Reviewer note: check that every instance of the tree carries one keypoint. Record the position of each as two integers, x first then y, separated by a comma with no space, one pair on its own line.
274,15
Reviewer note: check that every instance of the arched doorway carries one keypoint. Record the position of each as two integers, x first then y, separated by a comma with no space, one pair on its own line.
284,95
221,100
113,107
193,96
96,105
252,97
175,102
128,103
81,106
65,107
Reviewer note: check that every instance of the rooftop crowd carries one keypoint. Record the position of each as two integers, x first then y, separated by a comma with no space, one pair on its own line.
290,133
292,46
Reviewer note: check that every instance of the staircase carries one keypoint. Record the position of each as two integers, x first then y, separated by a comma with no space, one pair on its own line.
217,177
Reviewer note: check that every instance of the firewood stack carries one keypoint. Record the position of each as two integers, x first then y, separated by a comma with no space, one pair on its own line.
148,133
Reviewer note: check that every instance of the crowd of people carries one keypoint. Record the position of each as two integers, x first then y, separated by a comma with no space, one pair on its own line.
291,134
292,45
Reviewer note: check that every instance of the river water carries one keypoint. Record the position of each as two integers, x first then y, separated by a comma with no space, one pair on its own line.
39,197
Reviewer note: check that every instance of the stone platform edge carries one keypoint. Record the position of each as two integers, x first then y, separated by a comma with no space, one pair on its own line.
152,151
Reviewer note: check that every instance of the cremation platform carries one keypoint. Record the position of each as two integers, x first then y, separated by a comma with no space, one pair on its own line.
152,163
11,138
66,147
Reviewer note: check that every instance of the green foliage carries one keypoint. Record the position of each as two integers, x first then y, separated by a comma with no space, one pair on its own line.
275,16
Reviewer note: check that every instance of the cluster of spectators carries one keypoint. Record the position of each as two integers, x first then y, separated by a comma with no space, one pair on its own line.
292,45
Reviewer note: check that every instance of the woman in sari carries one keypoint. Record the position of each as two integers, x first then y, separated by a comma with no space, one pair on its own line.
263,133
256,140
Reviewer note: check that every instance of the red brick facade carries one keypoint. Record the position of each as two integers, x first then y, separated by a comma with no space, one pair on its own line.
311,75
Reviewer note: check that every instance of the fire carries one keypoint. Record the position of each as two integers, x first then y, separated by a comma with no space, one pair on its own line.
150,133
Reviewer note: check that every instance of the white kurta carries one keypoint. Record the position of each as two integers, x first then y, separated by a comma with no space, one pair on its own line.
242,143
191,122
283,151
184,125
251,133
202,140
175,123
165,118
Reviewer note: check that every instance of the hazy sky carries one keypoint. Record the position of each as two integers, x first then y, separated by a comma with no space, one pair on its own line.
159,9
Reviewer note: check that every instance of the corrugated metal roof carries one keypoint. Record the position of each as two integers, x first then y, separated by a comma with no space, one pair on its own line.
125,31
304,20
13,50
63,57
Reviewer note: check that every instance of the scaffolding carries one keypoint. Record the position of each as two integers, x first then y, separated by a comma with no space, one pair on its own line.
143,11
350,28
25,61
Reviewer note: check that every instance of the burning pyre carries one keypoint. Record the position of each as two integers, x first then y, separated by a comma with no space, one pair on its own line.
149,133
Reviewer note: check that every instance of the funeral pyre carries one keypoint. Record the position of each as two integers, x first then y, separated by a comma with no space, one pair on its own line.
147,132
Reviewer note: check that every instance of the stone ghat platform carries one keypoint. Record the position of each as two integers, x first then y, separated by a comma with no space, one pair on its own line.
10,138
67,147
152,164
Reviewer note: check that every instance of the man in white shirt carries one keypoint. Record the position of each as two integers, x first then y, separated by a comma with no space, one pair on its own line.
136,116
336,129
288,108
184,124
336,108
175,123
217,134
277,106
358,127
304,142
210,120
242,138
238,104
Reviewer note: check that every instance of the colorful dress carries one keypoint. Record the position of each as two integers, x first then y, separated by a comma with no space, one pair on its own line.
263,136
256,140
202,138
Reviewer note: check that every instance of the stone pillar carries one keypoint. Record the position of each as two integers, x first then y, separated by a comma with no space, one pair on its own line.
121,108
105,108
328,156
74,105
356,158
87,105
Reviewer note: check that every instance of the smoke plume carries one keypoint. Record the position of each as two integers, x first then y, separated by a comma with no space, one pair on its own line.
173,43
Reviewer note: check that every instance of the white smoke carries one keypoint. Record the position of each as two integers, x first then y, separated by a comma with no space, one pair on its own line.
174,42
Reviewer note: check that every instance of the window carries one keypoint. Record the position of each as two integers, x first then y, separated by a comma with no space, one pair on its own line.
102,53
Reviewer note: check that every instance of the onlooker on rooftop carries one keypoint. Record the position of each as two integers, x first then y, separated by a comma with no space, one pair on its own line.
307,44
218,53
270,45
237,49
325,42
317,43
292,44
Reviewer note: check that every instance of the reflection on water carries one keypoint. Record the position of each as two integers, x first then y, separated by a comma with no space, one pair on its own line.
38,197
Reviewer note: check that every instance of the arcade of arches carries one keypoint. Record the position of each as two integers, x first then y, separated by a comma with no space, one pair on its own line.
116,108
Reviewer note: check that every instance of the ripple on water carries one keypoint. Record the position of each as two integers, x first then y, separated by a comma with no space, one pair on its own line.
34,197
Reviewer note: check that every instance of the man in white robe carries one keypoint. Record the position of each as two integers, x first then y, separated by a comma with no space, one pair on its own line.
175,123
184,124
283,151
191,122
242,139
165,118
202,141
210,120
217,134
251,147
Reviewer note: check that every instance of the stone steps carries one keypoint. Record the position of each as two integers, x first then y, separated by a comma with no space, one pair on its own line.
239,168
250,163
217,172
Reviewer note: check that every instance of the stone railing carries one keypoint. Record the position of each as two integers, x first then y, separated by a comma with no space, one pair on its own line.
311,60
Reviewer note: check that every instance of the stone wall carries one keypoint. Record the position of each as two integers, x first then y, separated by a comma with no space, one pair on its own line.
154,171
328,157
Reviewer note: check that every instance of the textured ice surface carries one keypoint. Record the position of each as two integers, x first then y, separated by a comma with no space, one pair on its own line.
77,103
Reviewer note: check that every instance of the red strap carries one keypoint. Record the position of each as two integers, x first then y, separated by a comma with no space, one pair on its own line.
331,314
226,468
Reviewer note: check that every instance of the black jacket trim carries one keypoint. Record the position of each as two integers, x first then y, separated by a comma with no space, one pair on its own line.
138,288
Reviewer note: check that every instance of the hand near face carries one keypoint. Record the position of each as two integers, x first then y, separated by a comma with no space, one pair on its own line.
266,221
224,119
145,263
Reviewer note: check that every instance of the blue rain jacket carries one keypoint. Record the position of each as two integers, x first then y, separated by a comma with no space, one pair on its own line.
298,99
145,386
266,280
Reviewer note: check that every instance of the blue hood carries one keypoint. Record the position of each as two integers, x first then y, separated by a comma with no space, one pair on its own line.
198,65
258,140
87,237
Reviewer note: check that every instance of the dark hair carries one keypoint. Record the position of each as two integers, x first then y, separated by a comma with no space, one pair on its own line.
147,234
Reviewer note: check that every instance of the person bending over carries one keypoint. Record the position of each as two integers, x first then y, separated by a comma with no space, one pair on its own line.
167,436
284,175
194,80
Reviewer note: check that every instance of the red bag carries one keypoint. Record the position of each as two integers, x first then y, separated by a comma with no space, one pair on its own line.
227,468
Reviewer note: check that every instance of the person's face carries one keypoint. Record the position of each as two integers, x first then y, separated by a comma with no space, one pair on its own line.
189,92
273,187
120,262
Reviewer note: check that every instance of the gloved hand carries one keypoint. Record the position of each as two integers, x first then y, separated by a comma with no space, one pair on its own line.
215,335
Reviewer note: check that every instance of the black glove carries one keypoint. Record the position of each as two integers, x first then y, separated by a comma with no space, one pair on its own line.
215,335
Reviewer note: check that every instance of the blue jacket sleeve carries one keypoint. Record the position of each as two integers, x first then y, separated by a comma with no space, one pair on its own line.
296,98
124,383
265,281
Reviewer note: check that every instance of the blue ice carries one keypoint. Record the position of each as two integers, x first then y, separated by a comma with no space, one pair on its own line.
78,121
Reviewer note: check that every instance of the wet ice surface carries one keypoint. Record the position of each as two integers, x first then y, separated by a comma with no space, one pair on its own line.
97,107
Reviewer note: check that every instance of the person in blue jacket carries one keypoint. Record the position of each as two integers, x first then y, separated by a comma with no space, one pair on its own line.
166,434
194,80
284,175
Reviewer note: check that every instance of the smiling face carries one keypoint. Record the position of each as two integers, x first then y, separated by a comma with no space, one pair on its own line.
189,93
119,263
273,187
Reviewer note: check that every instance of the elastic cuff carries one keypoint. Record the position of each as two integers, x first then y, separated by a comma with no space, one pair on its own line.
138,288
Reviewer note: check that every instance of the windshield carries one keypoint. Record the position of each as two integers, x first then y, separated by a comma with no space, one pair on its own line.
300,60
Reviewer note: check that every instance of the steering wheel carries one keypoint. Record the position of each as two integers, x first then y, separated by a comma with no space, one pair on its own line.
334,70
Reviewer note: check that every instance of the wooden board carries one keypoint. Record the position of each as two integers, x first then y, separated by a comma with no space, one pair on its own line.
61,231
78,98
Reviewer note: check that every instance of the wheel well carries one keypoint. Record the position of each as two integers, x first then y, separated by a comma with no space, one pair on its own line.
══════
:: What to produce ::
Exactly as they appear above, write out the line containing "Reviewer note: check that every instance of the wooden" and each line that comes after it in the records.

:: Output of the exercise ::
Reviewer note: check that every instance of the wooden board carries one keypoint. Record the position of each as two integers, x first then y, separated by a comma with no space, one pair on its own line.
61,231
78,98
Reviewer note: check that every instance of the wheel well carries one keypoint. Record the position of each as two integers, x first then y, separated by a comma with no space, one pair on its own line.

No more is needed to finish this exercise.